• [Your assignment]: Across all the entries, how many lines hold "below"? Answer with that number and nothing else.

• [The data]:
Segment Open

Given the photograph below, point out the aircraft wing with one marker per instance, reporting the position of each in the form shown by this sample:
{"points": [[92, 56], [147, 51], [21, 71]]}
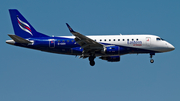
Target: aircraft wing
{"points": [[86, 43]]}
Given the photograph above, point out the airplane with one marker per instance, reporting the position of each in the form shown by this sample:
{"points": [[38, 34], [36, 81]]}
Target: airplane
{"points": [[106, 47]]}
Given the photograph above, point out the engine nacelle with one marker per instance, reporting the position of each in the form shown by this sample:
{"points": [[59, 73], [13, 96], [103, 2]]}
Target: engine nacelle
{"points": [[111, 58], [111, 50]]}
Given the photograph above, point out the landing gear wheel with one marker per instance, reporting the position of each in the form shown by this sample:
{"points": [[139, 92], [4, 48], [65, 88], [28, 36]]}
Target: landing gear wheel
{"points": [[92, 63], [152, 61]]}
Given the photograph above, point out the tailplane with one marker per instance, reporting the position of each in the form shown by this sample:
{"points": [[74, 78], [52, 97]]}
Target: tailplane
{"points": [[22, 27]]}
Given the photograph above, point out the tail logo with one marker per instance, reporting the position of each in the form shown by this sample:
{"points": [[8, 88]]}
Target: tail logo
{"points": [[24, 26]]}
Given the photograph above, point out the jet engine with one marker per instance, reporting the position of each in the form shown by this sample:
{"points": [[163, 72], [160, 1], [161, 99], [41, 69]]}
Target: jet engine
{"points": [[111, 58]]}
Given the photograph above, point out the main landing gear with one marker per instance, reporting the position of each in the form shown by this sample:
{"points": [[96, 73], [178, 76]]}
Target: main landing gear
{"points": [[151, 55], [91, 60]]}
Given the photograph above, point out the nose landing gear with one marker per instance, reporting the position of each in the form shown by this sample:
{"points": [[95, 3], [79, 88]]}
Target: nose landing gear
{"points": [[91, 60]]}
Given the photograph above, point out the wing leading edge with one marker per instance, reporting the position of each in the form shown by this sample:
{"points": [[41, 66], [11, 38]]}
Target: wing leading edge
{"points": [[85, 42]]}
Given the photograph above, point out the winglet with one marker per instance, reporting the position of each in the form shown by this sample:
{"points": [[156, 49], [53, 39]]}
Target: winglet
{"points": [[70, 29]]}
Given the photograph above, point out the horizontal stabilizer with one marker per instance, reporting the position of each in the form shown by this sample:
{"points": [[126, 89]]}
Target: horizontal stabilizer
{"points": [[19, 39]]}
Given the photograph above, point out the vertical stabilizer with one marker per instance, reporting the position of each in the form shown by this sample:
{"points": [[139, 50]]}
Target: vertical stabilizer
{"points": [[22, 27]]}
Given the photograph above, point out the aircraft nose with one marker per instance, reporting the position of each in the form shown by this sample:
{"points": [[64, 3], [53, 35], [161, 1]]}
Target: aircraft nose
{"points": [[171, 47]]}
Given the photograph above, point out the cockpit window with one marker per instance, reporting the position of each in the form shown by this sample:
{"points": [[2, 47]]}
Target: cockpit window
{"points": [[159, 39]]}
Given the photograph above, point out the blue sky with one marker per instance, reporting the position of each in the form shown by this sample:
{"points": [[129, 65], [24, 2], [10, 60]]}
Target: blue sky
{"points": [[31, 75]]}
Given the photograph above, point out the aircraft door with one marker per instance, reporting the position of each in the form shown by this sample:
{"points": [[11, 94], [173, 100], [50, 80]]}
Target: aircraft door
{"points": [[148, 41], [51, 43]]}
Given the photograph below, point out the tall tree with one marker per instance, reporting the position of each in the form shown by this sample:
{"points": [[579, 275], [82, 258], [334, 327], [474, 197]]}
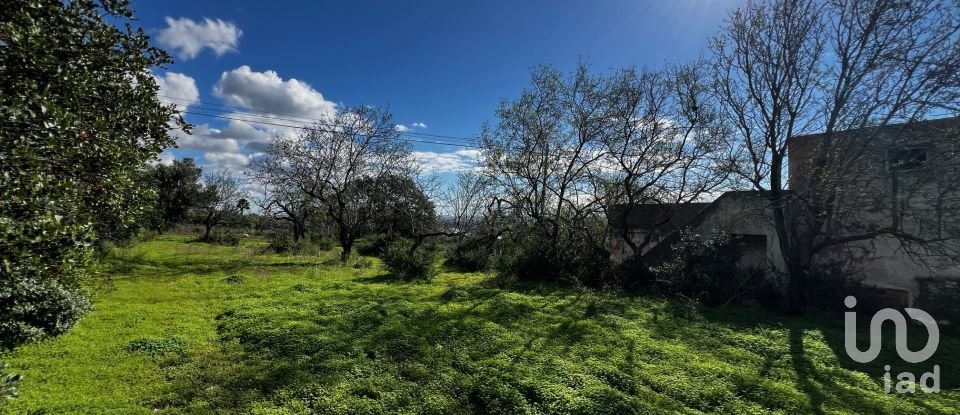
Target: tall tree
{"points": [[786, 68], [661, 148], [219, 201], [538, 160], [79, 118], [337, 161]]}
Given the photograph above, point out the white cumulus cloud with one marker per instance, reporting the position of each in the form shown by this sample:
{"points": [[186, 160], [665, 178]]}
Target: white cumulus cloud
{"points": [[177, 88], [231, 162], [433, 162], [188, 38], [268, 92]]}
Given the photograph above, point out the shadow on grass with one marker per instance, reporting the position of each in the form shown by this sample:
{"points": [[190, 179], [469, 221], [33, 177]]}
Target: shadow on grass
{"points": [[478, 349]]}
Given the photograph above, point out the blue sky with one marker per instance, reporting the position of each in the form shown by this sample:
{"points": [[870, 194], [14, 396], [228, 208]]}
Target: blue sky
{"points": [[444, 64]]}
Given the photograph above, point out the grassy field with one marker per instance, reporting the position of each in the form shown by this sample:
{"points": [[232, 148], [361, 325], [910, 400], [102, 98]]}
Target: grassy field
{"points": [[193, 328]]}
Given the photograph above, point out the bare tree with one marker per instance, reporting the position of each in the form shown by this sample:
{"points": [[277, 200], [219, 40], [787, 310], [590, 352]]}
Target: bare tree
{"points": [[787, 68], [219, 200], [335, 163], [539, 157], [662, 146], [282, 198], [463, 203]]}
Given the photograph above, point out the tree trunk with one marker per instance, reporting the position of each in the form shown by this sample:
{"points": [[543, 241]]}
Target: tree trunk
{"points": [[346, 241], [299, 230], [796, 271]]}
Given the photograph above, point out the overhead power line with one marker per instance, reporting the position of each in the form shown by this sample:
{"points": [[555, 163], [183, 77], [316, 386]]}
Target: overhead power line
{"points": [[414, 140], [291, 118]]}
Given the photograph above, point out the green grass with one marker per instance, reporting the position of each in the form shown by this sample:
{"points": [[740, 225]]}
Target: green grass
{"points": [[196, 328]]}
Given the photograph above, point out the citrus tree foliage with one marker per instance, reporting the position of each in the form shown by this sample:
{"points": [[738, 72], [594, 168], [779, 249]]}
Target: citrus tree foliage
{"points": [[79, 118]]}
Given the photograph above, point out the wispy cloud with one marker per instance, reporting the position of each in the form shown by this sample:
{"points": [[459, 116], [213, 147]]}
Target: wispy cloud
{"points": [[188, 38], [460, 160]]}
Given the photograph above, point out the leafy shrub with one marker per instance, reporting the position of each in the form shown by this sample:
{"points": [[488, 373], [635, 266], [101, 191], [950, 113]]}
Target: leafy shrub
{"points": [[490, 395], [322, 242], [33, 308], [9, 384], [156, 346], [940, 299], [828, 285], [473, 254], [708, 271], [532, 257], [405, 265], [362, 263]]}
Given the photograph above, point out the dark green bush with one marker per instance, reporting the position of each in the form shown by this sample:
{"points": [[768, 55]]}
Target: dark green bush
{"points": [[322, 242], [156, 346], [32, 308], [9, 384], [472, 254], [533, 258], [940, 300], [491, 395], [227, 238], [405, 265], [371, 245], [708, 271]]}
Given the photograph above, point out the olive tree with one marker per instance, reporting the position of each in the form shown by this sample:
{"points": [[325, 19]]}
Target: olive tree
{"points": [[338, 162], [79, 119]]}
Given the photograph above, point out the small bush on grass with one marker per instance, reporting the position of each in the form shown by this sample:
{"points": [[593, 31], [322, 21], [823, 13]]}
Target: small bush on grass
{"points": [[283, 244], [405, 265], [234, 279], [154, 347], [362, 263], [227, 238], [473, 254], [533, 258], [708, 271], [322, 242], [371, 245], [9, 384], [33, 308]]}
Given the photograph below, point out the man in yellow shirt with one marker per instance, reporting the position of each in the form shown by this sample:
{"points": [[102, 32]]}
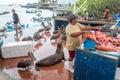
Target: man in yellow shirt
{"points": [[74, 31]]}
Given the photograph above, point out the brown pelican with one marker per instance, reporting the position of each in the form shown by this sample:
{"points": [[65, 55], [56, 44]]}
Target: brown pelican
{"points": [[41, 30], [26, 63], [47, 28], [27, 38]]}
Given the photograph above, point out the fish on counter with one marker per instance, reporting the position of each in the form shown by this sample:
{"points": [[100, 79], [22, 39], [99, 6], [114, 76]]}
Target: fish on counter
{"points": [[104, 42]]}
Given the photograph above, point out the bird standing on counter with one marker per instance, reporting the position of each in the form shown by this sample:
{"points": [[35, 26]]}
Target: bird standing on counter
{"points": [[26, 63]]}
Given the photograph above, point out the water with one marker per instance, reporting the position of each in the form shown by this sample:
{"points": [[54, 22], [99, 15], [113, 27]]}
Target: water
{"points": [[24, 17]]}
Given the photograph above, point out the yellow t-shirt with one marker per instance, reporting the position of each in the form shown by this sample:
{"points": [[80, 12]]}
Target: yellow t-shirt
{"points": [[73, 42]]}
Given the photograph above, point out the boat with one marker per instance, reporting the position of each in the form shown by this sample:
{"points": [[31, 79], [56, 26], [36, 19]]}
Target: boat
{"points": [[41, 18], [10, 27], [30, 10], [6, 12], [28, 6]]}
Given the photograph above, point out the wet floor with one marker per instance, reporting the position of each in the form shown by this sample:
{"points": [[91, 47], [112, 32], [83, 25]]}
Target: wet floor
{"points": [[41, 50]]}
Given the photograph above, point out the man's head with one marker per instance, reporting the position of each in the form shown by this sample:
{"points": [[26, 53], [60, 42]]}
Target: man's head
{"points": [[13, 10], [73, 18]]}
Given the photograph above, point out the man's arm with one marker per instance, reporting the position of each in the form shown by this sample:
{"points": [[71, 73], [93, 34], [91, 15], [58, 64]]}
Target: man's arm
{"points": [[76, 34]]}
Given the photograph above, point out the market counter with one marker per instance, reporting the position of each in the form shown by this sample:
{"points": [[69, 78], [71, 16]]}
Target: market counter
{"points": [[95, 65]]}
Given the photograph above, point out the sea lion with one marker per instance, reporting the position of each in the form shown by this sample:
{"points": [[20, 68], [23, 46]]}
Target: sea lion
{"points": [[53, 59]]}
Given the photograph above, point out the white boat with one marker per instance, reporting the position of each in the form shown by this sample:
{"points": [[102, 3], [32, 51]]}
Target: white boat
{"points": [[30, 11]]}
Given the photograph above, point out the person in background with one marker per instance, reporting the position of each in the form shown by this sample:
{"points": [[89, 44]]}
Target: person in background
{"points": [[117, 18], [106, 13], [16, 21], [74, 32]]}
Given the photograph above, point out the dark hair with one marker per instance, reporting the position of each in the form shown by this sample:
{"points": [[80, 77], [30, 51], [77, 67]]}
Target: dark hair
{"points": [[72, 17]]}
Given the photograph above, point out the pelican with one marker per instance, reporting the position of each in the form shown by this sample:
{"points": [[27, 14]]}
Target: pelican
{"points": [[26, 63], [37, 36]]}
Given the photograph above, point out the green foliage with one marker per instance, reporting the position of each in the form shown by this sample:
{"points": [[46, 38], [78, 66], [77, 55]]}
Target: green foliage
{"points": [[97, 7]]}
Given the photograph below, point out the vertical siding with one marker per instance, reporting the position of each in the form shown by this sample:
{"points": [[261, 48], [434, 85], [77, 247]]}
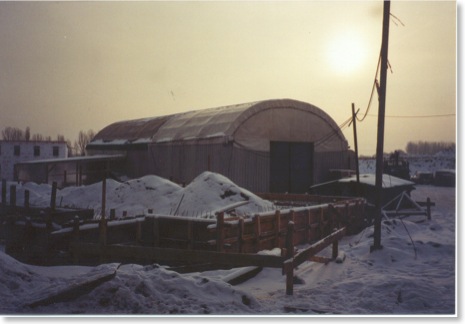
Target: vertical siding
{"points": [[182, 162]]}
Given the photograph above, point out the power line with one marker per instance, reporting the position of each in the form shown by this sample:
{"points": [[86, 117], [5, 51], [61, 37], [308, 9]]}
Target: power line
{"points": [[415, 116]]}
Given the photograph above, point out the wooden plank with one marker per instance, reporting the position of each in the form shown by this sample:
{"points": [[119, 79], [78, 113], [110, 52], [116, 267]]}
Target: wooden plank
{"points": [[168, 254], [307, 253], [242, 275], [75, 290]]}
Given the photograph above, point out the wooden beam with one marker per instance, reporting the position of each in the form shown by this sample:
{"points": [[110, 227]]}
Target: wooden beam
{"points": [[167, 254], [313, 249]]}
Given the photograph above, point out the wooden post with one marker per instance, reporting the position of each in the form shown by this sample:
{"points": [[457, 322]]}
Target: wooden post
{"points": [[13, 196], [257, 231], [26, 199], [428, 208], [380, 138], [77, 175], [290, 240], [308, 230], [190, 235], [278, 227], [76, 237], [103, 231], [289, 270], [354, 121], [335, 249], [156, 232], [53, 197], [220, 232], [103, 237], [138, 231], [240, 236], [104, 196], [3, 192], [112, 214]]}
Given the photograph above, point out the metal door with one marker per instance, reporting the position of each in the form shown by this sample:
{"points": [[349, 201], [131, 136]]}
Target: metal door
{"points": [[291, 166]]}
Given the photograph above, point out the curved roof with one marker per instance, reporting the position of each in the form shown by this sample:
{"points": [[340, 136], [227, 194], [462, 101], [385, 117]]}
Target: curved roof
{"points": [[251, 125]]}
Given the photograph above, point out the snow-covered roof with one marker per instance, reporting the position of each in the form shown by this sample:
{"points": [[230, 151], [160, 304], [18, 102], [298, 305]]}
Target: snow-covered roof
{"points": [[99, 157], [389, 181], [252, 125]]}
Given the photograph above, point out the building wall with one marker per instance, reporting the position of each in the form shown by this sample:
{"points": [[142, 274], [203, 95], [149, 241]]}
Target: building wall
{"points": [[12, 152], [249, 169]]}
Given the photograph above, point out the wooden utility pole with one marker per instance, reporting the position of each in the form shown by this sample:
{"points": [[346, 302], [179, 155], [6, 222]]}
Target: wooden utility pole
{"points": [[354, 121], [380, 144]]}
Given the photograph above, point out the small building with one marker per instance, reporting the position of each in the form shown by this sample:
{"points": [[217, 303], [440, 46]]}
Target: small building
{"points": [[14, 152], [266, 146]]}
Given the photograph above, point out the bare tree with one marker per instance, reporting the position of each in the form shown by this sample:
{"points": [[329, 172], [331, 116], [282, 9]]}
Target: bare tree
{"points": [[12, 134], [84, 138]]}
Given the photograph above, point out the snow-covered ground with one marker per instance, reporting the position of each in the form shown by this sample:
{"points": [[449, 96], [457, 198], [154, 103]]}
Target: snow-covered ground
{"points": [[413, 274]]}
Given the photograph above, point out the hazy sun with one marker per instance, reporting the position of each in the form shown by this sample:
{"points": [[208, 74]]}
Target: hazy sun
{"points": [[346, 52]]}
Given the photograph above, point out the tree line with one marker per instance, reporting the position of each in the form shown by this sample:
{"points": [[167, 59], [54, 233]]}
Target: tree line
{"points": [[428, 148], [77, 148]]}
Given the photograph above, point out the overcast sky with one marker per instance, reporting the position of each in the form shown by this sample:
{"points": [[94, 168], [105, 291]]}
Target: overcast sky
{"points": [[71, 66]]}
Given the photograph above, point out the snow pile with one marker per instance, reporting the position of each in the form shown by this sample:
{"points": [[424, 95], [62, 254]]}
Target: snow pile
{"points": [[413, 274], [206, 194], [212, 191], [441, 160], [134, 289]]}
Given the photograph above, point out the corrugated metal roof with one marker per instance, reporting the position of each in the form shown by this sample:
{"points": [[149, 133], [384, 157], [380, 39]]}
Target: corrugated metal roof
{"points": [[131, 130], [222, 122]]}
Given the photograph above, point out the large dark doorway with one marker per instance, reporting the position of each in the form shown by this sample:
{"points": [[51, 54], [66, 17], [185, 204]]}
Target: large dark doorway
{"points": [[291, 166]]}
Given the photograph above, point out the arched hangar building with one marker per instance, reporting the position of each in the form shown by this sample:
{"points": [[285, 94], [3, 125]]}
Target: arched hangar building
{"points": [[267, 146]]}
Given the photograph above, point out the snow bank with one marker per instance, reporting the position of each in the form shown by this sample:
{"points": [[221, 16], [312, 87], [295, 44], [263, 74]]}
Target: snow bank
{"points": [[206, 194], [135, 289]]}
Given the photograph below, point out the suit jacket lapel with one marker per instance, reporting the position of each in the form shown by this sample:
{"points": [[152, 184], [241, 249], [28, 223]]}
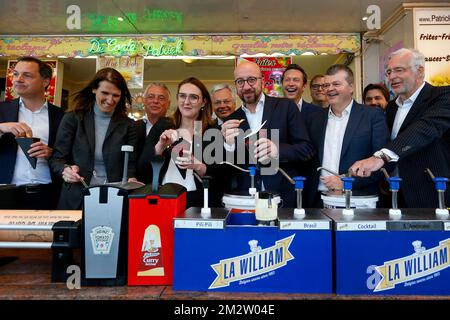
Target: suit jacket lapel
{"points": [[353, 122], [12, 112], [52, 128], [112, 126], [269, 106], [240, 114], [391, 111]]}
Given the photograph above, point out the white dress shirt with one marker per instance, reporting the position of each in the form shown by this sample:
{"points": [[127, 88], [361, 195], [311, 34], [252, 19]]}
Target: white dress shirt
{"points": [[38, 122], [148, 125], [334, 136], [400, 116]]}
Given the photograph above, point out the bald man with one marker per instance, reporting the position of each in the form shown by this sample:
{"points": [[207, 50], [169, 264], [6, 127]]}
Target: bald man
{"points": [[282, 118]]}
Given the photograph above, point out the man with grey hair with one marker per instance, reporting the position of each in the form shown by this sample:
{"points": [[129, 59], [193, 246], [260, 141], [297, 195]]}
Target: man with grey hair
{"points": [[156, 104], [223, 100], [419, 120]]}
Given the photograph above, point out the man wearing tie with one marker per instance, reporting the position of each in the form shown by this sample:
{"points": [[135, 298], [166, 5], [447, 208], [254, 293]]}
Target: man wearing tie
{"points": [[419, 119]]}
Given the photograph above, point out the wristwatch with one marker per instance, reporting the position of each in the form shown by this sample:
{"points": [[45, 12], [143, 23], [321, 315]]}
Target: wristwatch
{"points": [[383, 156]]}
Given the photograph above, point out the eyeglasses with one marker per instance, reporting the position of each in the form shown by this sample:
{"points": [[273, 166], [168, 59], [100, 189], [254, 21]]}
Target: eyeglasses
{"points": [[317, 86], [219, 102], [193, 98], [397, 70], [160, 98], [250, 80]]}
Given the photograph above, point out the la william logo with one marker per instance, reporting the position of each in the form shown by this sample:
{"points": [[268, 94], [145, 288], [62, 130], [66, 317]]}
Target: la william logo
{"points": [[257, 262], [421, 263]]}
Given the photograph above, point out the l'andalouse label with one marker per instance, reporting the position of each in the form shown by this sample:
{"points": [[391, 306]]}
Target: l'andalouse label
{"points": [[257, 262]]}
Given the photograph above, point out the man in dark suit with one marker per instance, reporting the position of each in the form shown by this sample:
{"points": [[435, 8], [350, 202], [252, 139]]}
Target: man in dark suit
{"points": [[345, 132], [419, 119], [283, 122], [294, 81], [30, 116]]}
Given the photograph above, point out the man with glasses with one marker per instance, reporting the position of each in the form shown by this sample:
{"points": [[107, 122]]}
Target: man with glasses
{"points": [[318, 95], [156, 104], [281, 118], [419, 120], [342, 134], [294, 81], [30, 116], [223, 100]]}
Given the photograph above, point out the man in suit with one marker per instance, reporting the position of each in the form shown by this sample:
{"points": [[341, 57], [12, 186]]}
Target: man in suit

Segment Closed

• [Answer to this task]: 5